引用した文章 –
☆ ☆ ☆ ☆ ☆

12345678.to_s.reverse.scan(/[0-9]{1,3}/).join(",").reverse

「この一行ね。結果は "12,345,678"って、三桁区切りになるの。」
「お〜凄い。いったいどうなっているの」
「ええ、説明していくわね。メソッドチェーンを使って繋いでいるのだけれど、まずto_sメソッドで文字列に変換するのはいいわよね。」
「うん、大丈夫だよ。その次のreverseって言うのは、逆ってこと?」
「ええ、その通り。トランプでもreverseって言ったら順番が逆になったりするわよね。文字列にreverseメソッドを適用すると並び順が逆になって"87654321"になるの。」

正規表現の紹介

「そうなんだね。じゃあ、その次のscanっていうのは?」
「scanは、走査するっていう意味なんだけれど、先頭から順番に走り読みしながら検査する、そういう意味ね。どういう風に検査するのかを指定するためにscanメソッドへ引数が渡されているわ。」
「うん、/.{1,3}/って書いてある。これってどういう意味なの?」
「文字列を書く時には"(ダブルコーテーション)で囲むんだったわよね。」
「うん。そうだよ。」
「それと同じで、正規表現を書く時には、/(スラッシュ)で囲むの。」
「そうなんだね。で、正規表現って何?」

☆ ☆ ☆ ☆ ☆

取り出したデータ –

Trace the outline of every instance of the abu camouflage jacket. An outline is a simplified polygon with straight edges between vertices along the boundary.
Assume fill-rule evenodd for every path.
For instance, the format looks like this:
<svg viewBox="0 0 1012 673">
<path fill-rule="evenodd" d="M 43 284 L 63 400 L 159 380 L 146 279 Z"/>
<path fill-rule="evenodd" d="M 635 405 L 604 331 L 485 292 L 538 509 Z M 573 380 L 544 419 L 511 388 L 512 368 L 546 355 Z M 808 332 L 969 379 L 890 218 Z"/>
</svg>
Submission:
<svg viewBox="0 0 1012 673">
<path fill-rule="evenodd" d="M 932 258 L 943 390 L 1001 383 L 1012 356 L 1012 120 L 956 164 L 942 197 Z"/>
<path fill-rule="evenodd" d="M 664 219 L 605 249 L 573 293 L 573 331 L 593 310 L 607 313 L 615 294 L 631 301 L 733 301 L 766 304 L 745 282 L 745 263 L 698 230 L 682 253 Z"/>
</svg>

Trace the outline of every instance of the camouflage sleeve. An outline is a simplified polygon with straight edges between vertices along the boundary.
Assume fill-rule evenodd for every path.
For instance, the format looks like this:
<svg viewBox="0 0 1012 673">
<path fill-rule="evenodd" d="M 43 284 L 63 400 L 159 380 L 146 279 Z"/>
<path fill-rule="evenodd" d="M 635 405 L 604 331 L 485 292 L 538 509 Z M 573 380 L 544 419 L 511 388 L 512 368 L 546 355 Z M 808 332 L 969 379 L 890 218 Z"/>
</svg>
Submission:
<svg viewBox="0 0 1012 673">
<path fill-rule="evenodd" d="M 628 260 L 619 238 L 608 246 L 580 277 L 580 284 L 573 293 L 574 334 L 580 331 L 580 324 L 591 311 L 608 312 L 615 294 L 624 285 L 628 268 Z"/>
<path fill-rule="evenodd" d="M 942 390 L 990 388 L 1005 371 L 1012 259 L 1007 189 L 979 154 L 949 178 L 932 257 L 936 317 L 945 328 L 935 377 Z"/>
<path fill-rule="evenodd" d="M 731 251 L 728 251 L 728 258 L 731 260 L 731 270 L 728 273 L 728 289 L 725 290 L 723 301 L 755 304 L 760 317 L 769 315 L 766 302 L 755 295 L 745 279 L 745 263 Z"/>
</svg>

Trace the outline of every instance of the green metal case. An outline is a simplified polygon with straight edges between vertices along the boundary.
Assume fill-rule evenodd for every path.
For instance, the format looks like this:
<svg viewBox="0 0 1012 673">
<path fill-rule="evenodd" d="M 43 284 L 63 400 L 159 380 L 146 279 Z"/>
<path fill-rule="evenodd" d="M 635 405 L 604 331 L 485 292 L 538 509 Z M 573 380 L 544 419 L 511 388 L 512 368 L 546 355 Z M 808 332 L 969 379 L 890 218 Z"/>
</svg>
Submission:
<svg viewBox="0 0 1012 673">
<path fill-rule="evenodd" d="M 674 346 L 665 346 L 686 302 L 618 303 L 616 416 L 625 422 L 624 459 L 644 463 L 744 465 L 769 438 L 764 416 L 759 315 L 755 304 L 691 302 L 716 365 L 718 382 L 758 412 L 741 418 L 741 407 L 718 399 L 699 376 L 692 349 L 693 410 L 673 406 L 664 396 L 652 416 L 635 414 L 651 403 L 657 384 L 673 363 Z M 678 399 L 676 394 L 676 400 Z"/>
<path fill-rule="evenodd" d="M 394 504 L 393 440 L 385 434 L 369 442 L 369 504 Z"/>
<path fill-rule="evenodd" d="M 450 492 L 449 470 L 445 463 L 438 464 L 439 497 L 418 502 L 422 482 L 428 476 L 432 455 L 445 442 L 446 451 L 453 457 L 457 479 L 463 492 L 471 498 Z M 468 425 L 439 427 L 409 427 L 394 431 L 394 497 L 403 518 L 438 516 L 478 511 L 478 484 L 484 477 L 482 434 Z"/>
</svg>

☆ ☆ ☆ ☆ ☆

やること –
• A. Rubyの三桁区切りについての会話を読んで、次の問いに答えてください。
(i) 文字列の"12345678"にreverseメソッドを使うと、どうなりますか。
(ii) 会話では、scanはどういう意味だと言っていますか。
(iii) 正規表現を書くときは、何で囲みますか。
• B. Rubyの三桁区切りについての会話を、最後のセリフの次から書き続けてください。

答え –
• A.
(i) 並び順が逆になって、"87654321"になる。
(ii) 走査するという意味で、先頭から順番に走り読みしながら検査すること。
(iii) /(スラッシュ)で囲む。

• B.
「英語ではregular expressionと言うのだけれど、文字列があるパターンに一致するかどうかを表現するためのミニ言語のようなものね。」
「あるパターンに一致するかどうかって、どういうこと?」
「例えば、"Slime" っていう文字列があるわよね。これが、あるパターン、そうね〜 例えば小文字が含まれているかっていうパターンに一致するかどうか調べたいとするわ。」
「うん、そうするとどう書くの?」
「一致するっていうのは、英語ではmatchするっていうのだけれど、するとね、次のように書けるわ。」

if "Slime".match?(/[a-z]/)
  puts "小文字が含まれています"
else
  puts "小文字は含まれていません"
end

[a-z]は、小文字のaからzまでの一文字でもいいから一致している?match している?って聞いている感じね。」

「うん、すると、どうなるの?」
「この場合には、小文字のlだったりiだったりが含まれているから、match?メソッドは trueを返すの。だから if節が実行されて、"小文字が含まれています" って表示されるわ。」

「うん、うん」
「じゃあ、全部小文字かどうか調べたい時は?」

if "Slime".match?(/^[a-z]+$/)
  puts "全部小文字です。"
else
  puts "小文字以外の文字も含まれています"
end

「って感じね。」
「さっきと良く似ているけれど・・・」
「ええ、そうね。そしてね。良く見比べて欲しいのだけれど、さっきは[a-z]だったけれど、今度は^[a-z]+$って書かれているじゃない。」
「うん、ちょっと記号が増えている。」
「ええ、そこが味噌ね。[a-z]はさっきと一緒で小文字のアルファベットのどれかに一致すればいいの。その後に+って書かれているじゃない。」
「うん、書いてあるよ。」
「ええ、正規表現での世界では、+ は、一回以上の繰り返しを意味しているの。だから英小文字が一回以上繰り返すという意味になるわ。」
「うん、そうだね。じゃあ残っている^$は、どういう意味なの?」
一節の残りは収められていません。